_DIRECTIONS FOR THIS TASK_
State how many lines of the data below contain the word "nose", matching case exactly. Reply with the number alone.
## START SUPPLIED RECORDS
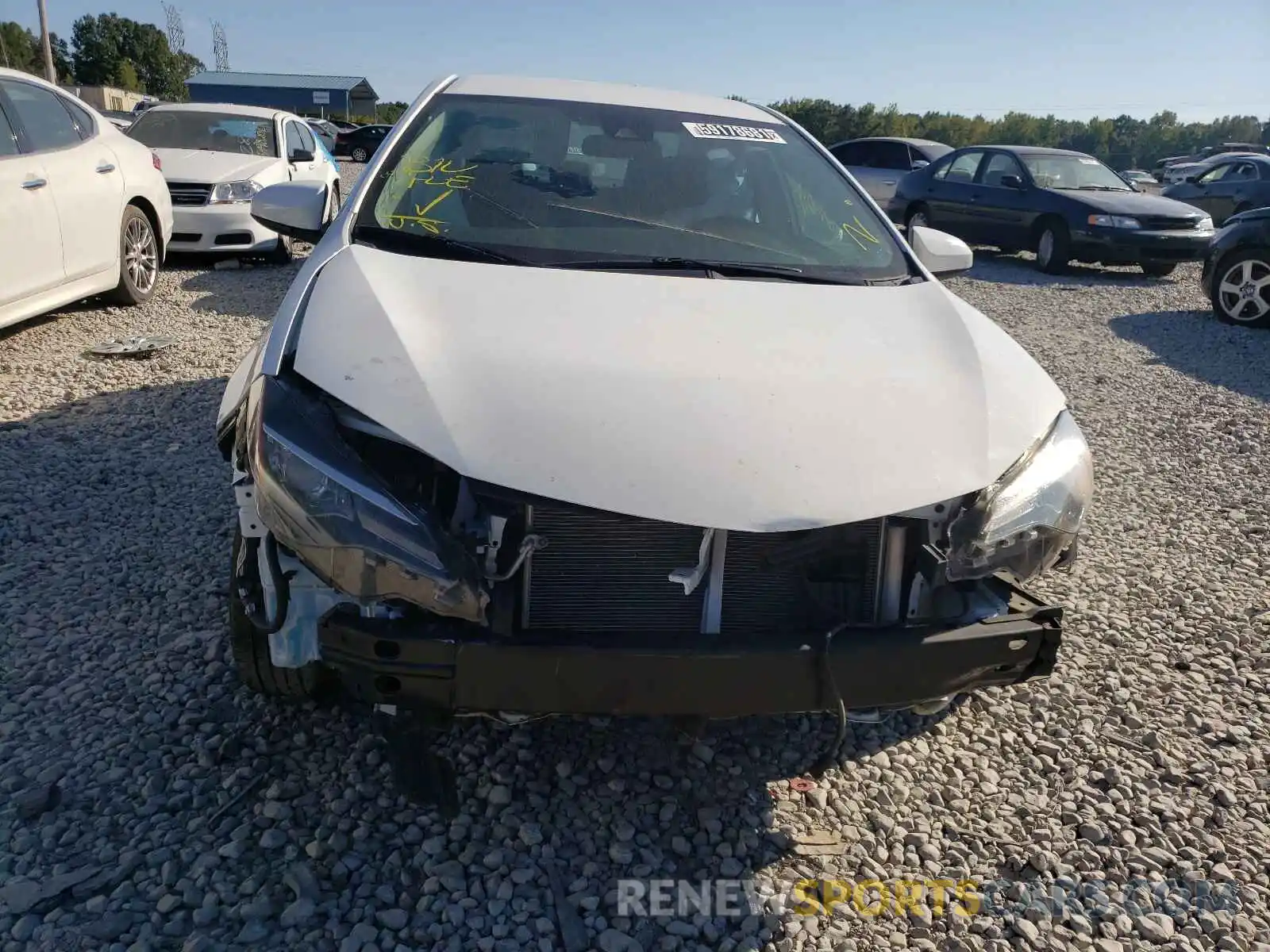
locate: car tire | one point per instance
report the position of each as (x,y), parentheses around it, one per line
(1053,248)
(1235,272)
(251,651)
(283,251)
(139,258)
## END SUPPLIED RECORDS
## START SUPPLIED RECORDS
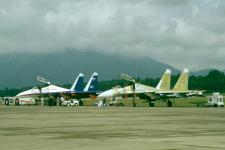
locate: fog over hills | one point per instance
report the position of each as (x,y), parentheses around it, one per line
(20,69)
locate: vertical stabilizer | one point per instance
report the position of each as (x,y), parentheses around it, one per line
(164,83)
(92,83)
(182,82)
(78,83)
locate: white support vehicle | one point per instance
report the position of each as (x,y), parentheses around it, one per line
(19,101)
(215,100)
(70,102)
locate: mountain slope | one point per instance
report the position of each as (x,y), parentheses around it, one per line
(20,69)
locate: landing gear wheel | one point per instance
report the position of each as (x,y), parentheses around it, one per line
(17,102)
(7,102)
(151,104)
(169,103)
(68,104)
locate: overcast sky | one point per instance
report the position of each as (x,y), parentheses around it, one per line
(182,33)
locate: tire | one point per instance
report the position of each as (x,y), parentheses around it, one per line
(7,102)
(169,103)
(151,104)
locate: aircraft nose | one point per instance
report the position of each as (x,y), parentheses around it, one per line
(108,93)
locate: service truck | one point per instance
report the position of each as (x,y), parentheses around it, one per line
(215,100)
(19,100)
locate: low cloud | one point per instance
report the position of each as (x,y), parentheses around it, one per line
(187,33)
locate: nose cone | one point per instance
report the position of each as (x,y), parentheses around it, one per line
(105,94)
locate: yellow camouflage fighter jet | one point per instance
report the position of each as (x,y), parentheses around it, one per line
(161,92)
## END SUPPLIED RECORDS
## START SUPPLIED RECORDS
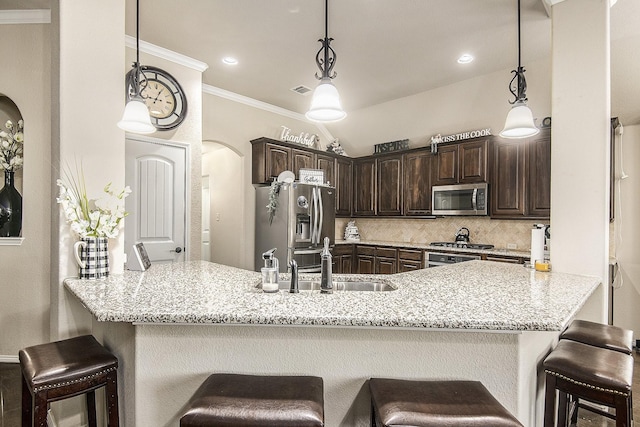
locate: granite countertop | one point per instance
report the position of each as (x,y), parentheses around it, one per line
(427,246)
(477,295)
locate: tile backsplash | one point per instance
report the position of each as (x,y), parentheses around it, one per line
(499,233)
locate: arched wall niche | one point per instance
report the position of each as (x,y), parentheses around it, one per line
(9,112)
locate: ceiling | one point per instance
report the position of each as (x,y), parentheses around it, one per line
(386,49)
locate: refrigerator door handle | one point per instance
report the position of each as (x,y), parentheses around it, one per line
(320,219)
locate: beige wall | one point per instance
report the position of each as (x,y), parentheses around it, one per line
## END SUPPLIED RECORDS
_CORRECT OUTPUT_
2